* [Written request] Reproduce every one of the records below verbatim, leaving out the pictures.

* [Material supplied]
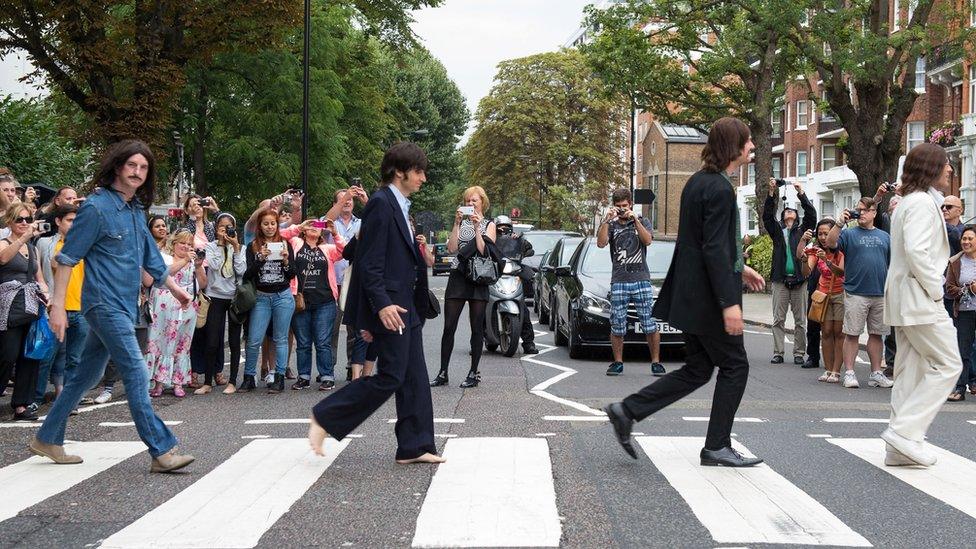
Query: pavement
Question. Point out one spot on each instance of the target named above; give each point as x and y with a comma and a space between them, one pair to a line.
531, 462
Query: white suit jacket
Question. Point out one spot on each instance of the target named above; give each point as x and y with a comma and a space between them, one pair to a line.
919, 255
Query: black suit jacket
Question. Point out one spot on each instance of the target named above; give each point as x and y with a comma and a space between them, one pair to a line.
387, 268
701, 281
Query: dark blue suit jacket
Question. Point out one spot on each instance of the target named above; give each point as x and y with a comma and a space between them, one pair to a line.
388, 268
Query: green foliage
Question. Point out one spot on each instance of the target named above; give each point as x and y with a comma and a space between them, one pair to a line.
545, 124
761, 257
34, 148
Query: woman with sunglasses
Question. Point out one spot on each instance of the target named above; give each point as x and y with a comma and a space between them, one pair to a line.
23, 294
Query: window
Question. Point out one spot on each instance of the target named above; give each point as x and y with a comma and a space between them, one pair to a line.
801, 115
801, 164
915, 135
920, 75
828, 157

* [Response to the task]
Query: pavement
Question. Point out one spot on each instance of the target named above; give each point as x and y with a comma and a space between them, one pair to a line.
531, 462
Query: white suit jacket
Question. Point out one spot on each instance of the target named above; give each point as x and y with a comma and a space between them, one pair to a line.
919, 255
Query: black suit jacket
Question. Point out one spot on each instance of the target named above; give each point as x and y with a comma and a space between them, one pair to a line.
387, 268
701, 281
Query: dark blue suit jacket
Question. Point out one spot on each instance of the target named above; give each point as x and y with a comma and a space between them, one pair to a line.
388, 268
Query: green foliage
Question. Point out one spot on each instance of the target named above; give each point as x and y with a comma and a space between them, one pair to a line.
545, 124
761, 257
34, 148
Query: woman with sunglasses
Question. Point out one spot on each instance of the target named above; give each point as x and y with a comma and a space between them, one pair to a line.
23, 294
Query: window
Question. Point out one spot on each instance of the target named above; give each point as x and y with a comma and a space between them, one pair to a line.
801, 115
801, 164
915, 135
920, 75
828, 157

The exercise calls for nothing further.